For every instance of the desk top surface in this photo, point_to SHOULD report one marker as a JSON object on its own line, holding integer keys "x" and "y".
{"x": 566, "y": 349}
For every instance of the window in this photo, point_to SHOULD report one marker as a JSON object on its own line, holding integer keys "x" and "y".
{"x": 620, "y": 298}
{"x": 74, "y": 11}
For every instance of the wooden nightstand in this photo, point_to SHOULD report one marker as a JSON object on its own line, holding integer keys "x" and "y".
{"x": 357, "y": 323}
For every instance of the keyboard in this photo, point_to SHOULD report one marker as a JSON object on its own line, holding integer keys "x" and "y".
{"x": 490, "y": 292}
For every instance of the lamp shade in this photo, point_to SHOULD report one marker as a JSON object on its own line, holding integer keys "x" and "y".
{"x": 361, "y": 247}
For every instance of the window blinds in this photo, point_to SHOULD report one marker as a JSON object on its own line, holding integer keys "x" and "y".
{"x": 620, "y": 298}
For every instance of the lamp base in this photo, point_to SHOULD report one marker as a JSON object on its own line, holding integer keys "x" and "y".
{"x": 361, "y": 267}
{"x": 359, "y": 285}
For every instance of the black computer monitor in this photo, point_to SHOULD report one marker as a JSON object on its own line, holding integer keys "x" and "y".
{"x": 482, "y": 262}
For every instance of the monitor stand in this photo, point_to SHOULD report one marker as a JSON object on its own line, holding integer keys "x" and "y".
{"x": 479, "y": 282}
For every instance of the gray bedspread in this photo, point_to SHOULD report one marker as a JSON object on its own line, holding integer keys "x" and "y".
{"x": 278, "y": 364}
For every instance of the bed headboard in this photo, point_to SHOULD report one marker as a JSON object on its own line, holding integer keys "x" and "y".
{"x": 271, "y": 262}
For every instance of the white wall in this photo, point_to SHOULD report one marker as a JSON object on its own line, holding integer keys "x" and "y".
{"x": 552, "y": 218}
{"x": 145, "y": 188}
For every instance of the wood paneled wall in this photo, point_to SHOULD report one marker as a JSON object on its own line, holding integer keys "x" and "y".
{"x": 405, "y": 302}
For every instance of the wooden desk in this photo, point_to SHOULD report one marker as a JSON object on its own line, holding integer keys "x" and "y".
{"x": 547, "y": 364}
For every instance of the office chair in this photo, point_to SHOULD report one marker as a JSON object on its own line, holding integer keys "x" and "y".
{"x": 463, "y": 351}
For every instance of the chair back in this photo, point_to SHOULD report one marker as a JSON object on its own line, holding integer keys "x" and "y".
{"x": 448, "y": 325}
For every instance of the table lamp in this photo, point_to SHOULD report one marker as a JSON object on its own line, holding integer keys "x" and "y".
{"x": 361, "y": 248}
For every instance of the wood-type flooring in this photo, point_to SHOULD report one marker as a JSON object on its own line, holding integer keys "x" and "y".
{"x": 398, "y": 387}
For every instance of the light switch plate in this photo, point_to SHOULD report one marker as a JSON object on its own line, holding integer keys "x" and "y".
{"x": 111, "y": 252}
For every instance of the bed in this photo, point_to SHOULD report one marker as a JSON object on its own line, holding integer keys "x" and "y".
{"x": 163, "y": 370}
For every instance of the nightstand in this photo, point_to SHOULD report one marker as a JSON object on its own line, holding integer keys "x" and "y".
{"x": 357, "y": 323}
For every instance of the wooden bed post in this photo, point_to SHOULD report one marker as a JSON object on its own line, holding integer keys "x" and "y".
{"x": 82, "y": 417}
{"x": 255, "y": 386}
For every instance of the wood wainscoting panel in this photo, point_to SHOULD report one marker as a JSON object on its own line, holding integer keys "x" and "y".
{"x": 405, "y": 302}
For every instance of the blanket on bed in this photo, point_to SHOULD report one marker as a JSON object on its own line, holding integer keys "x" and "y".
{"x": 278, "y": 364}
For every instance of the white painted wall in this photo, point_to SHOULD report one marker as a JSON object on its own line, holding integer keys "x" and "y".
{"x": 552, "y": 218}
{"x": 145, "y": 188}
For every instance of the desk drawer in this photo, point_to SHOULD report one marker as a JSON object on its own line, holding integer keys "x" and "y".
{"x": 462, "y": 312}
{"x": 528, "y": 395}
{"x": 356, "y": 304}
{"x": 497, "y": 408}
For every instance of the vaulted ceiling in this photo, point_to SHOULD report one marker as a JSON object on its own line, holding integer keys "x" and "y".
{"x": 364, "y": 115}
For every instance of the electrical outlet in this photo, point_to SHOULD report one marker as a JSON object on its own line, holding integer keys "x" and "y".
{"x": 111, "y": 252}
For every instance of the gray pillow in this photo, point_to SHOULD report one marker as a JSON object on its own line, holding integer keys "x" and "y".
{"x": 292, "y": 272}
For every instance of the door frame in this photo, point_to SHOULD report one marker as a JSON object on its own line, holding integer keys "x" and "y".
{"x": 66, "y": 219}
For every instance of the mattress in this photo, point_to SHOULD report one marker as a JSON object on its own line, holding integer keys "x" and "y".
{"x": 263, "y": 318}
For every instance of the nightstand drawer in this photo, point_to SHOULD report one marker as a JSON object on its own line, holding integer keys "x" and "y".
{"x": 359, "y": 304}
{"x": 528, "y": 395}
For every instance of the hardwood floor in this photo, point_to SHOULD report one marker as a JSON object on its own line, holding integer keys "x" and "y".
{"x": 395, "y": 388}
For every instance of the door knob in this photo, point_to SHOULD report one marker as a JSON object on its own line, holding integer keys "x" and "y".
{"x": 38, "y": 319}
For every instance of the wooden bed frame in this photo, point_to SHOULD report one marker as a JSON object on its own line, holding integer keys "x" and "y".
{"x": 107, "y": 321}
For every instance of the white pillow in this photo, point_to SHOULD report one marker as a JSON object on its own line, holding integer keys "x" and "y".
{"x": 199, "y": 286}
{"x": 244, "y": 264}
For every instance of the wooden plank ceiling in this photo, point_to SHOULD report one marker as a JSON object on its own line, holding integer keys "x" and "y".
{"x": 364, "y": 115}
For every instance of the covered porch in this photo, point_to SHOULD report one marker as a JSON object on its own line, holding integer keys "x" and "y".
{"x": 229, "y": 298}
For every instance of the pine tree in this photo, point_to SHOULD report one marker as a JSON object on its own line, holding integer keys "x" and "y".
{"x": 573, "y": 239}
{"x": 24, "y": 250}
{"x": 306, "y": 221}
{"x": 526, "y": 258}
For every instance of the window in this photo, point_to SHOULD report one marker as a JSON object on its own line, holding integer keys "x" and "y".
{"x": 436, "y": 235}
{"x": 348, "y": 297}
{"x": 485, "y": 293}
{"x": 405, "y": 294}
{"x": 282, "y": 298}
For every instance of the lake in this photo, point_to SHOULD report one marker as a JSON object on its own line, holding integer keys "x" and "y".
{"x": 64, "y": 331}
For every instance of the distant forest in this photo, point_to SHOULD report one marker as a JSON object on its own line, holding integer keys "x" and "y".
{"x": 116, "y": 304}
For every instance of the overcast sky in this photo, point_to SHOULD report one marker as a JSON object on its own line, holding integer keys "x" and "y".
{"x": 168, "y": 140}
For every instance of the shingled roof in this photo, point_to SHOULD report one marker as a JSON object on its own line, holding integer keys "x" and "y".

Work task | Your task is to quote all of the data word for word.

Task answer |
For every instance of the desk top surface in this photo, point_to SHOULD report one marker as a JSON object on its own line, holding integer keys "x" and "y".
{"x": 566, "y": 349}
For every instance of the window in this photo, point_to SHOULD report one marker as a JSON object on its own line, holding integer keys "x" and "y".
{"x": 620, "y": 298}
{"x": 74, "y": 11}
For every instance of the wooden nightstand in this photo, point_to SHOULD report one marker as a JSON object on its own line, holding integer keys "x" and "y".
{"x": 357, "y": 323}
For every instance of the keyboard in this photo, point_to SHOULD report one marker as a JSON object on its own line, holding integer keys "x" and "y".
{"x": 490, "y": 292}
For every instance of the lamp shade in this photo, point_to SHOULD report one marker as a JSON object on its own line, holding integer keys "x" and "y".
{"x": 361, "y": 247}
For every instance of the window blinds in this photo, point_to SHOULD report one marker as a JSON object on its own line, holding integer keys "x" and "y".
{"x": 620, "y": 298}
For every instance of the lamp base in this photo, point_to SHOULD report one marker as a JSON object on its own line, holding integer keys "x" and "y".
{"x": 361, "y": 267}
{"x": 359, "y": 285}
For every instance of the black computer monitor in this photo, point_to SHOULD report one marker as a JSON object on its own line, holding integer keys "x" and "y".
{"x": 482, "y": 262}
For every instance of the monitor stand in this photo, point_to SHOULD report one marker as a JSON object on its own line, holding integer keys "x" and "y".
{"x": 479, "y": 282}
For every instance of the gray bedspread in this photo, point_to SHOULD report one marker as a JSON object on its own line, holding integer keys "x" and "y".
{"x": 278, "y": 364}
For every instance of the bed headboard in this photo, point_to SHOULD report one marker as a JSON object on its own line, holding integer keys "x" and "y".
{"x": 271, "y": 262}
For every instance of the white wall in this photo, point_to SHOULD report one marker as a JSON object on its own line, holding integer keys "x" and "y".
{"x": 552, "y": 218}
{"x": 145, "y": 188}
For every instance of the wood paneled wall in this photo, point_to SHOULD report one marker as a JSON object on its own line, holding integer keys "x" and "y".
{"x": 405, "y": 302}
For every instance of the wooden desk in this photo, point_to SHOULD report one marker as a JSON object on its own line, holding integer keys "x" and "y".
{"x": 547, "y": 364}
For every instance of the office chair in this photo, point_to SHOULD report one marker as a JSON object on its own line, holding integer keys "x" and "y".
{"x": 463, "y": 351}
For every instance of the chair back in this photo, point_to SHOULD report one marker as a JSON object on its own line, holding integer keys "x" and "y".
{"x": 448, "y": 325}
For every instance of the table lamp in this photo, point_to SHOULD report one marker as a JSON object on its own line, holding integer keys "x" and "y".
{"x": 361, "y": 248}
For every instance of the wood-type flooring in this photo, point_to SHOULD report one marker as a JSON object on its own line, holding integer keys "x" and "y".
{"x": 398, "y": 387}
For every instance of the light switch plate in this photo, point_to SHOULD report one marker as a JSON object on its own line, holding integer keys "x" and "y".
{"x": 111, "y": 252}
For every instance of the bed in this photo, point_to SHOULD report one marker as a JSON object on its own line, holding integer keys "x" and "y".
{"x": 163, "y": 370}
For every instance of the nightstand in this photo, point_to SHOULD report one marker as a JSON object on its own line, holding integer keys "x" and "y".
{"x": 357, "y": 323}
For every instance of the wooden bed post in this photo, point_to SHOULD report one marker as a JSON object on its own line, holding integer keys "x" and "y".
{"x": 82, "y": 417}
{"x": 255, "y": 386}
For every instance of the wood wainscoting panel in this photo, point_to SHOULD report one marker as a JSON object on its own line, holding integer keys "x" and "y".
{"x": 405, "y": 302}
For every instance of the blanket on bed in this photo, point_to SHOULD report one marker as a JSON object on its own line, holding integer keys "x" and "y".
{"x": 278, "y": 364}
For every instance of the white painted wall in this photo, point_to SHOULD report one marker as a JSON object on its own line, holding integer keys "x" and "y".
{"x": 552, "y": 218}
{"x": 145, "y": 188}
For every instance of the desk drawer in this photo, point_to SHOULD report one marker as a JSON object on its own line, holding integer keys "x" and "y".
{"x": 462, "y": 312}
{"x": 528, "y": 395}
{"x": 356, "y": 304}
{"x": 497, "y": 408}
For every instance of the vaulted ceiling in this photo, point_to SHOULD report one marker as a JSON object on its own line, holding integer keys "x" and "y".
{"x": 364, "y": 115}
For every instance of the electrical outlet in this photo, point_to SHOULD report one marker as a JSON object on its own line, holding integer keys "x" and "y".
{"x": 111, "y": 252}
For every instance of the gray pillow in this photo, point_to SHOULD report one marker as a JSON object on its own line, holding integer keys "x" and "y".
{"x": 292, "y": 272}
For every instance of the door frame in this photo, point_to SHOULD report one marker as a JSON object on its own line, holding integer keys "x" and "y".
{"x": 66, "y": 219}
For every instance of the mattress in this photo, point_to SHOULD report one marker as a JSON object on its own line, holding integer keys "x" and "y".
{"x": 263, "y": 318}
For every instance of the nightstand drawer in this photo, point_to SHOULD report one marker as a JSON object on its own line, holding integer keys "x" and "y".
{"x": 359, "y": 304}
{"x": 528, "y": 395}
For every instance of the hardwood floor in this photo, point_to SHOULD report one marker as a JSON object on its own line, holding integer keys "x" and "y".
{"x": 395, "y": 388}
For every instance of the door knob in this photo, point_to SHOULD report one marker as a JSON object on its own line, holding integer keys "x" and "y".
{"x": 38, "y": 319}
For every instance of the wooden bed frame in this photo, point_to SHOULD report one marker as a JSON object on its own line, holding integer keys "x" and "y".
{"x": 107, "y": 321}
For every instance of the white pillow in this photo, point_to SHOULD report one marker as a JSON object on its own line, holding integer keys "x" and "y".
{"x": 199, "y": 286}
{"x": 244, "y": 264}
For every instance of the wooden plank ceiling in this photo, point_to SHOULD report one marker as a JSON object on its own line, holding integer keys "x" and "y".
{"x": 364, "y": 115}
For every instance of the covered porch in this photo, point_to SHOULD report one marker as a JSON object on its own line, holding integer keys "x" and "y".
{"x": 229, "y": 298}
For every instance of the pine tree in this photo, point_to SHOULD report one marker as a JSON object on its own line, holding integer keys "x" and "y".
{"x": 573, "y": 239}
{"x": 24, "y": 250}
{"x": 306, "y": 221}
{"x": 526, "y": 258}
For every instance of the window in this photo, point_to SHOULD report one marker as a JSON object on its own line, holding integer keys "x" and "y".
{"x": 436, "y": 235}
{"x": 348, "y": 297}
{"x": 485, "y": 293}
{"x": 405, "y": 294}
{"x": 282, "y": 298}
For every instance of the lake in this photo, point_to SHOULD report one marker as a JSON object on its own line, holding integer keys "x" and "y".
{"x": 64, "y": 331}
For every instance of the distant forest in this photo, point_to SHOULD report one marker as a JSON object on its own line, holding integer keys "x" and "y".
{"x": 116, "y": 304}
For every instance of the overcast sky in this photo, point_to SHOULD report one marker as a JSON object on its own line, holding integer keys "x" and "y".
{"x": 168, "y": 140}
For every instance of the shingled roof in this photo, point_to SHOULD report one marker as a JSON object on its own line, holding integer keys "x" and "y".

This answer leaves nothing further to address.